* _PROBLEM SET_:
• a. Decide whether each statement below agrees with the text on Plains war books, answering yes or no and quoting the words of the text that settle it: (i) the Cheyenne sketchbook was captured during the 1869 Battle of Summit Springs; (ii) Sitting Bull drew his war book while held prisoner at Fort Laramie; (iii) Lt. Tear supplied the book that Sitting Bull drew in.
• b. Write the next part of the text on Plains war books, picking up after its final sentence.

McLaughlin explains the significance of the book’s “discovery” in a burial tipi, pointing out that this suggests the work was both associated with the traditional burial rites of a Lakota warrior society and (having been discovered with a bag of intercepted U.S. mail) with the Native community’s growing awareness of the importance of literacy in their battles with the colonizers. Finally, she discusses the way that narrative worked against the conventions of the rectilinear ledger format,

with Native artists often telling stories from right to left, employing the book’s gutter as a “groundline” (a traditional artistic practice in Plains pictorial art), and freely mingling different people’s stories of significant personal and “national” events into a material object that had been captured in battle and overwritten with their exploits in order to dramatize their power over their American enemies.

Archives across America no doubt contain more  such War Books, and their provenance is probably similar to the one drawn by Little Fingernail, and this Cheyenne ledger described in an entry in the Colorado Historical Society’s online catalog:

Collection consists of a sketchbook captured by an American soldier during the 1869 Battle of Summit Springs. On July 11, 1869, troops of the 5th United States Regiment of Cavalry and approximately 50 members of a Pawnee scout battalion attacked the camp of the Cheyenne chief Tall Bull near present-day Sterling, Colorado. During the battle a group of Cheyenne warriors broke away from the main camp and sheltered in a nearby ravine; armed only with bows and arrows, they managed to hold off the Pawnee scouts for hours before eventually dying in battle. It is believed that the sketchbook was found among the bodies of the Cheyenne warriors in the ravine.

Even Sitting Bull made one. Currently housed in the National Anthropological archives, the war book was drawn on the leaves of an Army ledger book by Sitting Bull “while he was held prisoner at Fort Randall, Dakota Territory in 1882. They were acquired at that time by Lt. Wallace Tear together with explanations from Sitting Bull of each image. Tear sent them to Gen. John C. Smith, and they were donated to the BAE by the general’s son Robert A. Smith in 1923.” Lt. Tear wrote an explanatory letter to Gen. Smith, describing the book’s original production: “I furnished the book which contains the paintings and from time to time saw him at work on them. These notes were taken down by me after the paintings were completed in Sitting Bull’s tipi in the same outlines as given by himself (by an interpreter of course) Bull having the picture before him while giving a description.”

* _DATASET ENTRIES_:
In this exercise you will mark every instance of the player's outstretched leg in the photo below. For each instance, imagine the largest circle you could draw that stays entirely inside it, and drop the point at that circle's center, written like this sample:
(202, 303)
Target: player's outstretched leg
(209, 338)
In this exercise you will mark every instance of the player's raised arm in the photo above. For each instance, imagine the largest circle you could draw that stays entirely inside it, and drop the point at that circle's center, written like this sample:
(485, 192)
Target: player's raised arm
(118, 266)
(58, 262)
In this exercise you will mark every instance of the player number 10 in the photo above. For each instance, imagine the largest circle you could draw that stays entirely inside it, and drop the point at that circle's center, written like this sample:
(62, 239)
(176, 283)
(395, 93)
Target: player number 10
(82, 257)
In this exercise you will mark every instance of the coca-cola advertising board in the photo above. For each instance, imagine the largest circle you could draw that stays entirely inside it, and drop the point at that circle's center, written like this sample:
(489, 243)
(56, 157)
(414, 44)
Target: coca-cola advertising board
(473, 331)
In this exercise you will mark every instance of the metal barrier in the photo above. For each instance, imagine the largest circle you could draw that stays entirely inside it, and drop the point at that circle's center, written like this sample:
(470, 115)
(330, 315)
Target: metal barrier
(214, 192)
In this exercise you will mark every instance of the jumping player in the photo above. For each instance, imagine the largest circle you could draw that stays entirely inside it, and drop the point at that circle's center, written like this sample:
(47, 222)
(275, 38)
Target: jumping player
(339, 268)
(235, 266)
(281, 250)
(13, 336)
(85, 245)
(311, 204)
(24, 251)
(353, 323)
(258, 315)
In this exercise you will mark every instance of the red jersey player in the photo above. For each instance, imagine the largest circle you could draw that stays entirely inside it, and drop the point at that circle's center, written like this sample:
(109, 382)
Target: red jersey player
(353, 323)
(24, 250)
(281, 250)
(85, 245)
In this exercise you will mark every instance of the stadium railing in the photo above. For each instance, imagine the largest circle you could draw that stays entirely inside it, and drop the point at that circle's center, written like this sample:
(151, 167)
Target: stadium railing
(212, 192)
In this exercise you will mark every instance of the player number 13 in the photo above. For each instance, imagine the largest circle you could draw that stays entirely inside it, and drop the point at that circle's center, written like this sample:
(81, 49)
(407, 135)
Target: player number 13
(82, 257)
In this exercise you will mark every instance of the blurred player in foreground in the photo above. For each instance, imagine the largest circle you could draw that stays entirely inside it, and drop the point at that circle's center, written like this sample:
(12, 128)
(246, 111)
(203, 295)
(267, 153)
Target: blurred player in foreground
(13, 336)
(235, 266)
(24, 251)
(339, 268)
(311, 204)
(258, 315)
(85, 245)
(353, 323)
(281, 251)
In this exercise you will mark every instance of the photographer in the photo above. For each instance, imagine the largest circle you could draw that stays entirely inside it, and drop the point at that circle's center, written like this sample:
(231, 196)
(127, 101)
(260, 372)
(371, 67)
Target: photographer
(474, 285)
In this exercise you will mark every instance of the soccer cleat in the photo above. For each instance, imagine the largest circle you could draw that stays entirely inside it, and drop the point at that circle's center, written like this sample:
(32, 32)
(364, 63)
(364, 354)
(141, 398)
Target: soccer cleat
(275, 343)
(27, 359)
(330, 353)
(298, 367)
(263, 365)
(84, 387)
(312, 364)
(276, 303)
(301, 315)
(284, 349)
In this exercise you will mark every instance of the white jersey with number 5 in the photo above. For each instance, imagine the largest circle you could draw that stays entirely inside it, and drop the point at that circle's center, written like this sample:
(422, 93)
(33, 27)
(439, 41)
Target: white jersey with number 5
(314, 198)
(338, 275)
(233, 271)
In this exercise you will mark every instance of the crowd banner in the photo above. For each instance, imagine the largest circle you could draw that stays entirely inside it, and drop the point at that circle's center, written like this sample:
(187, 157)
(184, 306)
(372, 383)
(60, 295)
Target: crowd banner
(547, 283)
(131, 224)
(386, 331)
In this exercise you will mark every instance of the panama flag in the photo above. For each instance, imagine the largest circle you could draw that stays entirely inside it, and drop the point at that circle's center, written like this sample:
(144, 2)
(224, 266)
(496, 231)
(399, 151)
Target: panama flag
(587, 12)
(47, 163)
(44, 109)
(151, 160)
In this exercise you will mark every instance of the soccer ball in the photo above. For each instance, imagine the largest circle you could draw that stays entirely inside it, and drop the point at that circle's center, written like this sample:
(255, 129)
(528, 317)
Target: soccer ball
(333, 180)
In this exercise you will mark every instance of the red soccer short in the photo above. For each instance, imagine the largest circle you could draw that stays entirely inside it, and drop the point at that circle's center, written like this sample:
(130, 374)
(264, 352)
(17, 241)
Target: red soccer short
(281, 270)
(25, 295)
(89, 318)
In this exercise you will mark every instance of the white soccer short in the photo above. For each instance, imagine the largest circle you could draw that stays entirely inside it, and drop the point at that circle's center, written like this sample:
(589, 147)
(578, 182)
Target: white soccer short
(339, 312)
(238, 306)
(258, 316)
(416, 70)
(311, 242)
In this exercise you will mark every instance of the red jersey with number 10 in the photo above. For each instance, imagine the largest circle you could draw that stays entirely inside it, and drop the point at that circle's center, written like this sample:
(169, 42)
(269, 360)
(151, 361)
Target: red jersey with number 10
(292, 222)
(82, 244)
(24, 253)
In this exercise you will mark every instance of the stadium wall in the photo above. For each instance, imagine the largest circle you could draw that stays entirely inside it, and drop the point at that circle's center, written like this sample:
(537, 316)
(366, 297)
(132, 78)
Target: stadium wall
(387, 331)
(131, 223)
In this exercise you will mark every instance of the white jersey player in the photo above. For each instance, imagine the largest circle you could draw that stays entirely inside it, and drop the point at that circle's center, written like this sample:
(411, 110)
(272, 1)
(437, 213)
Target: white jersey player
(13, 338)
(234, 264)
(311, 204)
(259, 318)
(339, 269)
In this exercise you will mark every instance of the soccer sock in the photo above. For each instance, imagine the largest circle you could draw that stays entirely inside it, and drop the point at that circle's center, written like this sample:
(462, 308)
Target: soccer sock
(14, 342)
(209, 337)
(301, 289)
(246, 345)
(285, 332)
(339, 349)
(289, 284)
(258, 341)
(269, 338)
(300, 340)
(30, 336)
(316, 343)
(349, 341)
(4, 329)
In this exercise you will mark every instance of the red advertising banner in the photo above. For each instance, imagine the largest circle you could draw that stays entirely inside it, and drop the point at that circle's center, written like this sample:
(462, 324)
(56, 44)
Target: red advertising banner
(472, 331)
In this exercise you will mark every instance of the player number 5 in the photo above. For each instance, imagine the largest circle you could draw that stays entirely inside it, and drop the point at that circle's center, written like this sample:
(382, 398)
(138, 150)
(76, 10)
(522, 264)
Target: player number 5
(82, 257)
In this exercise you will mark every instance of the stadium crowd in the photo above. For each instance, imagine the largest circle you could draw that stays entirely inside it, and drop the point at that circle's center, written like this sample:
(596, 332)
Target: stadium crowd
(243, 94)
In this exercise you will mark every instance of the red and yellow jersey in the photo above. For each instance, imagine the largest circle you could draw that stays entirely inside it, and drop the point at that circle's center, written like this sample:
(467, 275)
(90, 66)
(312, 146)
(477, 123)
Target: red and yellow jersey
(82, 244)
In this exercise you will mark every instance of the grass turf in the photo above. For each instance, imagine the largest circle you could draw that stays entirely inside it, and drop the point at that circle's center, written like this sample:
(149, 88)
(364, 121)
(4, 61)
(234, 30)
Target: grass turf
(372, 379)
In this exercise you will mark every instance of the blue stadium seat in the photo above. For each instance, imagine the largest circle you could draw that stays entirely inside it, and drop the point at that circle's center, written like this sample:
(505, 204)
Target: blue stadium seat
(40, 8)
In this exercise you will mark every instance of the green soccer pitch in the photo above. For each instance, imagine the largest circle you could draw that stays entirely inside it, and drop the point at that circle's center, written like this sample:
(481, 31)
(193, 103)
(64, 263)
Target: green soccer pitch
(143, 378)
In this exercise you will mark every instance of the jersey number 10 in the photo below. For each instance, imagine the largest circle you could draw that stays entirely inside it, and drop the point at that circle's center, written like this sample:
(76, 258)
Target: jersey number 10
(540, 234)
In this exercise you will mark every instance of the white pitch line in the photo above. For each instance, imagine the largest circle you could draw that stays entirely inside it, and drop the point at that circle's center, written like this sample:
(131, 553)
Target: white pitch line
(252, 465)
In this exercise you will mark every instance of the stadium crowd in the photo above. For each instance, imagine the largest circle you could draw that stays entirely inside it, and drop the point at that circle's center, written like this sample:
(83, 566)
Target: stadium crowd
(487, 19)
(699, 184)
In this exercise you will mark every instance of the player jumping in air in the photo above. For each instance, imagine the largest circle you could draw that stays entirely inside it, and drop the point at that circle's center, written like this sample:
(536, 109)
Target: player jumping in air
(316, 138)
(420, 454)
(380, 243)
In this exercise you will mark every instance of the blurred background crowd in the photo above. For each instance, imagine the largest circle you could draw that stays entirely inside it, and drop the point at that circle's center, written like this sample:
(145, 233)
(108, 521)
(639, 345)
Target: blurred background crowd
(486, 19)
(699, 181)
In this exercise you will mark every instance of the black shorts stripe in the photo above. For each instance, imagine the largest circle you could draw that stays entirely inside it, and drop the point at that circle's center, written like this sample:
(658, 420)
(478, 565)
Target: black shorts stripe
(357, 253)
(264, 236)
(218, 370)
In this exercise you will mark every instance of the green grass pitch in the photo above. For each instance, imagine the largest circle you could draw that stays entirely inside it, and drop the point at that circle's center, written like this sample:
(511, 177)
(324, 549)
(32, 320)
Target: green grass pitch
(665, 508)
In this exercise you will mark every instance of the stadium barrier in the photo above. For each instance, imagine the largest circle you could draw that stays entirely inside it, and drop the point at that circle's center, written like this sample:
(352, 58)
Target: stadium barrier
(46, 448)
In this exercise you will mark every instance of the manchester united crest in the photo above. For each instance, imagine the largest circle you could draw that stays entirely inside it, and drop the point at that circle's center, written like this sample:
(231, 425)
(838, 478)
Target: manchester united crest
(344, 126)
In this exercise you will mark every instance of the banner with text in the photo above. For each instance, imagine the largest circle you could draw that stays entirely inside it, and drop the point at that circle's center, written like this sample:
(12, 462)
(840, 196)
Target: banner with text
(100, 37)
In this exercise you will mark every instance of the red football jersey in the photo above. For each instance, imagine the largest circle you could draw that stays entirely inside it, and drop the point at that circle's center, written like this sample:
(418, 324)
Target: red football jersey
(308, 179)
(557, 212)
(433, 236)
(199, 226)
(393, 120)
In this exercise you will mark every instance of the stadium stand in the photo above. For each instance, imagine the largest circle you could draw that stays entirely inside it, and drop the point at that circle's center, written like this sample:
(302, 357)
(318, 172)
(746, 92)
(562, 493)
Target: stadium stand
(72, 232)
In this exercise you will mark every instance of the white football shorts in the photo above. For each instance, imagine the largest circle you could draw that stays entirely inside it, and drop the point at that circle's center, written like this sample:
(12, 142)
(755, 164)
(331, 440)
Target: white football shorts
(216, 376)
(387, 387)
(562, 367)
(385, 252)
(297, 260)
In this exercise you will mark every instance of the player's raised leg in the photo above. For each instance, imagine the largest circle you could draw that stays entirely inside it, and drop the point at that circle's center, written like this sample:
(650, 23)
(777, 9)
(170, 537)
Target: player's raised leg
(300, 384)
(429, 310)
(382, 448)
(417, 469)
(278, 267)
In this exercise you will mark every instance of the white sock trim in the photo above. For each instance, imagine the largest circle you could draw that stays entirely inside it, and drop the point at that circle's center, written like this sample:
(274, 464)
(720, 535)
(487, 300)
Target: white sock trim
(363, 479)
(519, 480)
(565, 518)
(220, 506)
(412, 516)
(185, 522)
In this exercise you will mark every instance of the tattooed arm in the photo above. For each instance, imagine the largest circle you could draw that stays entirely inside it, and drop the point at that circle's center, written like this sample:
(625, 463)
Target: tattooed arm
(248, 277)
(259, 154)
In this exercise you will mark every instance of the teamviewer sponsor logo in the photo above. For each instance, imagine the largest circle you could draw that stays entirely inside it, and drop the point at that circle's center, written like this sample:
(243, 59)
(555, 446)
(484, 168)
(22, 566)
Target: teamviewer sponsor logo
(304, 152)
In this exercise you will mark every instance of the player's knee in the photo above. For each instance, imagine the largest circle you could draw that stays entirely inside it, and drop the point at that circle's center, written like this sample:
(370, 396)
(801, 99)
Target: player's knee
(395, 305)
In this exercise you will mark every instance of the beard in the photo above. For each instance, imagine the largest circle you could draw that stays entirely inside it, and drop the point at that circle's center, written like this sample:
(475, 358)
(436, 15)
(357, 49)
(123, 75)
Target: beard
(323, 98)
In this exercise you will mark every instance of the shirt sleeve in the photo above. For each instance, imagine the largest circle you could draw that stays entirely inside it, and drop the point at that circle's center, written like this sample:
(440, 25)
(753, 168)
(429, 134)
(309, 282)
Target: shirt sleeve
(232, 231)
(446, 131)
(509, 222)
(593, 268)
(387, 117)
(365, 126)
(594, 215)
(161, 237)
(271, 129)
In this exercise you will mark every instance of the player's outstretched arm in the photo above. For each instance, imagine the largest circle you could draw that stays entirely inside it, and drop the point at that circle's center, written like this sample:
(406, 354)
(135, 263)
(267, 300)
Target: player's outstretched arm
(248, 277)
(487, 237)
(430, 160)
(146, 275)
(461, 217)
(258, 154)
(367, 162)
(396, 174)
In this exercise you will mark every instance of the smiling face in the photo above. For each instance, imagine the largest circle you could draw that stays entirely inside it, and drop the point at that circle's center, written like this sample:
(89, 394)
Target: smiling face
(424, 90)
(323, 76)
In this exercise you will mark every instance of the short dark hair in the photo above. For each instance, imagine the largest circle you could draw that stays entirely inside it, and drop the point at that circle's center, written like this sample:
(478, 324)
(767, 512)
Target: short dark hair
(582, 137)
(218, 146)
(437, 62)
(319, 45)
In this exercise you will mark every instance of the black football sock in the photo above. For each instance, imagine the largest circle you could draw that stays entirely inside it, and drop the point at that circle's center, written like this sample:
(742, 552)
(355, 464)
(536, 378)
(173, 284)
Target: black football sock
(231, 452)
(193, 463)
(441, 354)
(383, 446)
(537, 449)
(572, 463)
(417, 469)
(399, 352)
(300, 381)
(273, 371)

* _RESULTS OF THE EXERCISE_:
• a.
(i) Yes: "captured by an American soldier during the 1869 Battle of Summit Springs"
(ii) No: "while he was held prisoner at Fort Randall, Dakota Territory in 1882"
(iii) Yes: "I furnished the book which contains the paintings"

• b.
Like the Lakota war book, this ledger has been edited by others, and opens with a series of newspaper clippings describing Sitting Bull’s death. These are pasted into the flyleaves of the army ledger. In the latter pages of the book, Gen. Smith pasted Lt. Tear’s letter and the curators of the Bureau of Ethnology have appended to it a letter granting them its use.

Because its author was so “notorious” in the popular press, Sitting Bull’s war book soon made it into the pages of the New York Herald in a special triple-sheet edition. sitting bull headline

Calling him “the Napoleon of the Sioux,” the Herald reported “that nothing can be more interesting than the account this savage warrior has given of himself . . . when everybody is anxious to know anything about him.” The reporter then makes a bold claim for his paper’s scoop: “[This is] the only extant autobiography of an American Indian ever prepared.” The date was July 16, 1876, just a few days after word of the Little Bighorn battle had reached eastern readers. Castle McLaughlin argues that this reporting, and other articles like it, represent the way “print capitalism gave Sitting Bull’s enemies a power far greater than than of the Plains warriors assembled at Little Bighorn” (12). I agree it did—at least for a time.

sb detailAll these years later, their stories repatriated to a more nuanced history of the Plains Wars and re-edited to give voice to those warriors who carried such books into battle, the war books of the 1870s may now give some power back to the communities for whom those men fought and died in the cause of sovereignty.